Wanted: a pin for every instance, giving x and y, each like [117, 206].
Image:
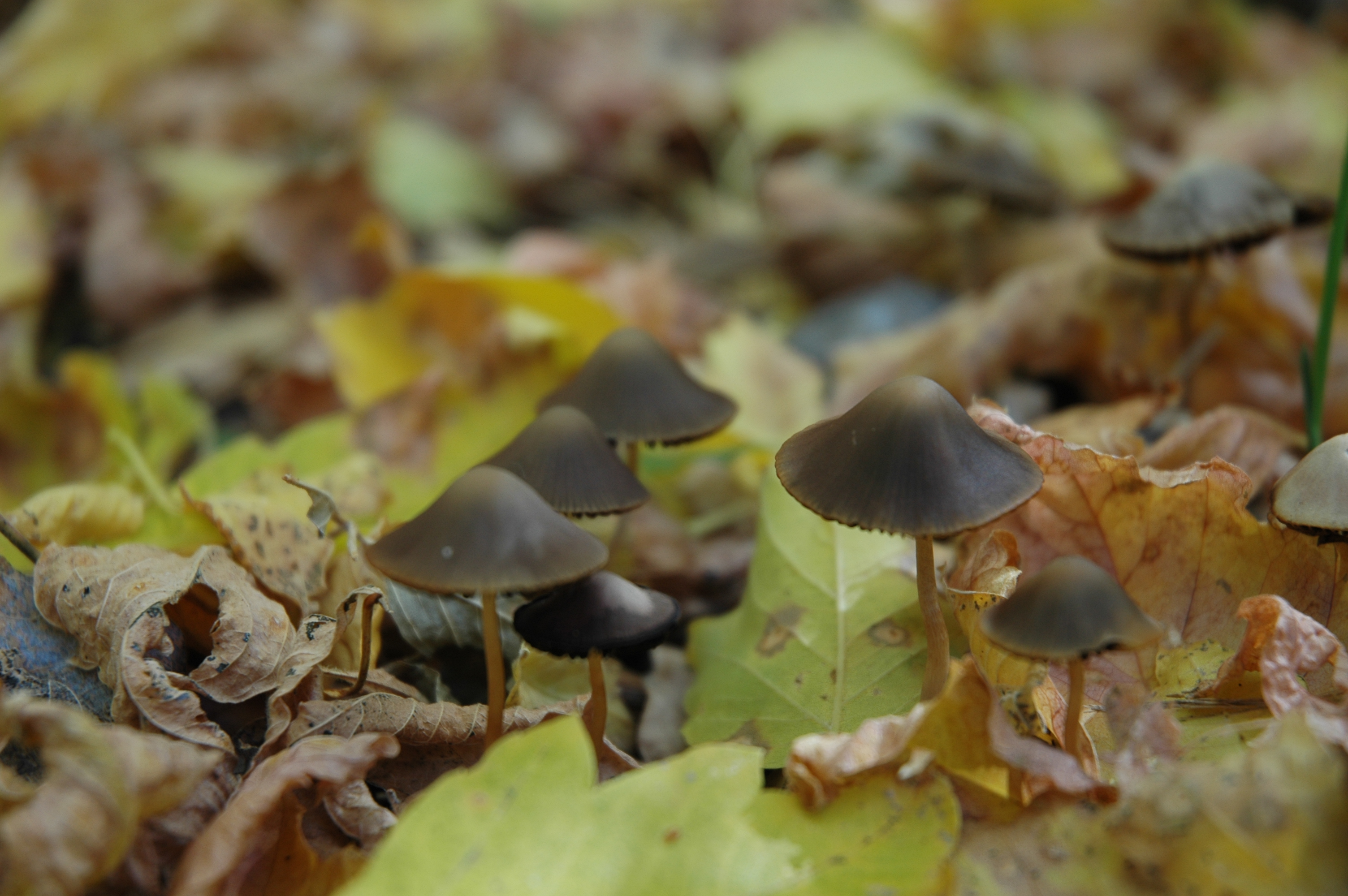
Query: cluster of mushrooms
[503, 526]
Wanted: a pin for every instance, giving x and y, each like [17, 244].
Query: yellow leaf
[817, 78]
[80, 513]
[372, 352]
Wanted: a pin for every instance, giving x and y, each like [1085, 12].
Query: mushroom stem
[1076, 694]
[596, 717]
[495, 669]
[18, 539]
[939, 641]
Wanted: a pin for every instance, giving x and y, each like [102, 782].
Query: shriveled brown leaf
[270, 535]
[966, 732]
[255, 845]
[436, 737]
[1247, 438]
[1284, 646]
[1181, 542]
[1110, 429]
[100, 783]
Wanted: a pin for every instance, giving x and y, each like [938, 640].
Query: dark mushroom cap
[603, 611]
[1069, 609]
[907, 460]
[569, 463]
[1211, 207]
[1313, 496]
[487, 533]
[635, 391]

--

Go through the listing, and whenever a line contains the string "like", copy that line.

■ **TASK RESULT**:
Wanted: a pin for every instance, giving x and y, each like [117, 206].
Wanted: a pin for every instance, giving x and y, each like [17, 244].
Wanted: a pin for every instance, giving x and y, each like [1085, 12].
Wanted: a pin for every instance, giving x and y, each like [102, 782].
Wanted: a pin for every instance, giving x and y, each like [938, 640].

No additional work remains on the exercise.